* Page excerpt *
I'm following the instruction written here: http://druid.io/docs/0.9.2/ingestion/batch-ingestion.html (scroll to "InputSpec specification", look for "granularity").
I have in in my indexing-task JSON:
"inputSpec": {
"type": "granularity",
"dataGranularity": "DAY",
"inputPath": "hdfs://hadoop:9000/druid/events/interview",
"filePattern": ".*",
"pathFormat": "'y'=yyyy/'m'=MM/'d'=dd"
}
I already have my files organized in HDFS like this (I did it on purpose, thinking that I would be using "granularity" type in my indexing task):
I keep getting this error (failure in indexing):
Caused by: java.io.IOException: No input paths specified in job
at org.apache.hadoop.mapreduce.lib.input.FileInputFormat.listStatus(FileInputFormat.java:231) ~[?:?]
at org.apache.hadoop.mapreduce.lib.input.FileInputFormat.getSplits(FileInputFormat.java:340) ~[?:?]
at org.apache.hadoop.mapreduce.JobSubmitter.writeNewSplits(JobSubmitter.java:493) ~[?:?]
at org.apache.hadoop.mapreduce.JobSubmitter.writeSplits(JobSubmitter.java:510) ~[?:?]
at org.apache.hadoop.mapreduce.JobSubmitter.submitJobInternal(JobSubmitter.java:394) ~[?:?]
at org.apache.hadoop.mapreduce.Job$10.run(Job.java:1285) ~[?:?]
Googled it, got two pages talking about the same problem:
- https://groups.google.com/forum/#!topic/druid-user/xKYgGv983ZQ
- https://groups.google.com/forum/#!topic/druid-user/B2YxNQ8UQR4
Both mentioned setting the value of "filePattern" to ".*". Did that, no luck.
To confirm tha my Druid-Hadoop link works, I tried changing my inputSpec to static:
"inputSpec": {
"type": "static",
"paths": "hdfs://hadoop:9000/druid/events/interview/y=2016/m=11/d=06/event.json,hdfs://hadoop:9000/druid/events/interview/y=2016/m=11/d=07/event.json"
}
It works. So, no problem with my Druid and Hadoop.
Is this "granularity" inputSpec broken in Druid (I'm using 0.9.2)? Because I don't see anything wrong in my inputSpec (the granularity type one); at least not according to the doc and forum I read.
In the meantime I can use the static one (and build my lengthy paths string), but that "granularity" type would be ideal (if only it worked).
Can anyone shed some light here?
Thanks.

* Labeled area outline entries *
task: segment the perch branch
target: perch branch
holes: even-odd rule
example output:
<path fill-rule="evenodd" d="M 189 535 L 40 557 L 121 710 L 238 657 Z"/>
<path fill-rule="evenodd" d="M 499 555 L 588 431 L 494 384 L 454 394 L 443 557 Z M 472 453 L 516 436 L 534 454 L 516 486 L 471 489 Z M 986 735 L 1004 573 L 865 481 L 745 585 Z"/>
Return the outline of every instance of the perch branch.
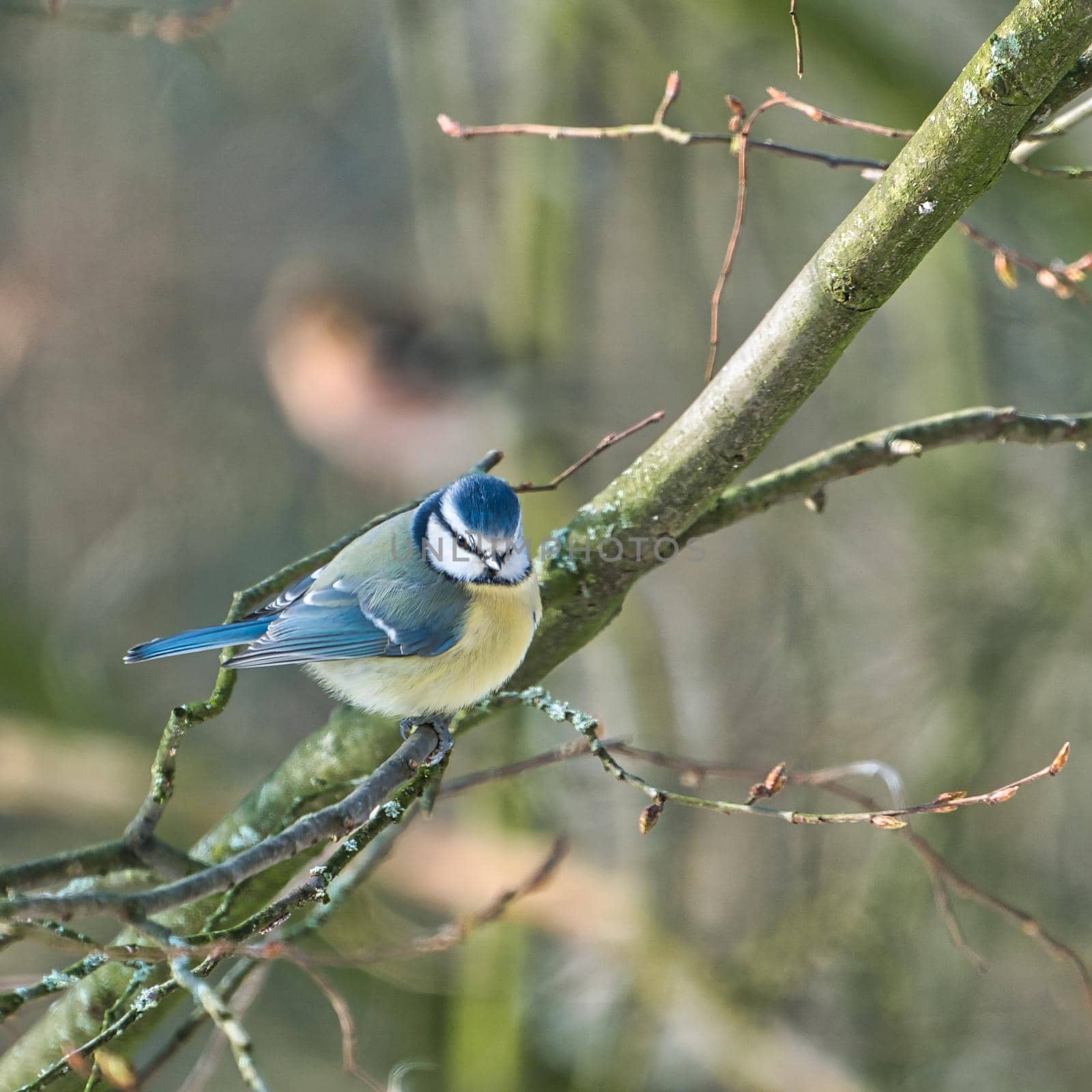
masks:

* To be done *
[1] Answer these about the Druid ingestion post:
(a) What value is given for "dataGranularity" in the granularity inputSpec?
(b) What error message follows "Caused by:"?
(c) Which Druid version is being used?
[2] Can you write out the Druid ingestion post between "To confirm tha" and "forum I read.", inclusive?

* Completed exercise *
[1]
(a) DAY
(b) java.io.IOException: No input paths specified in job
(c) 0.9.2

[2]
To confirm tha my Druid-Hadoop link works, I tried changing my inputSpec to static:
"inputSpec": {
"type": "static",
"paths": "hdfs://hadoop:9000/druid/events/interview/y=2016/m=11/d=06/event.json,hdfs://hadoop:9000/druid/events/interview/y=2016/m=11/d=07/event.json"
}
It works. So, no problem with my Druid and Hadoop.
Is this "granularity" inputSpec broken in Druid (I'm using 0.9.2)? Because I don't see anything wrong in my inputSpec (the granularity type one); at least not according to the doc and forum I read.